* EXERCISE REQUIREMENTS:
Swap "instance" for "object" throughout the lines of every record and leave everything else unchanged. Omit the pictures from your reply.

(Stored data)
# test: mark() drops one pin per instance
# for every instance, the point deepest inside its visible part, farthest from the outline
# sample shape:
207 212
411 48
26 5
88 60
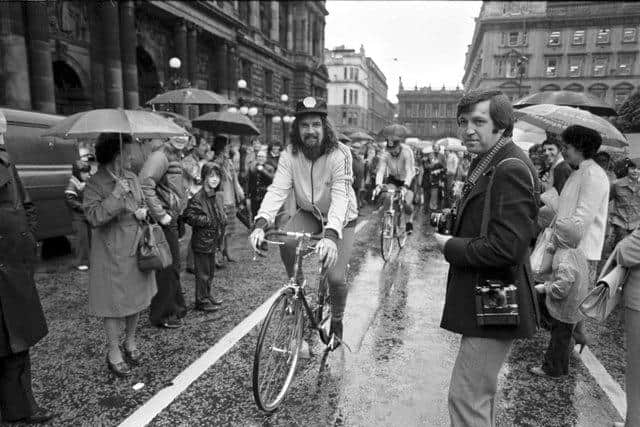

* SOLUTION BELOW:
# test: mark() drops one pin per object
# for every object, the point deepest inside its visible part, farthest from the outline
# sample shape:
207 212
411 48
26 5
88 60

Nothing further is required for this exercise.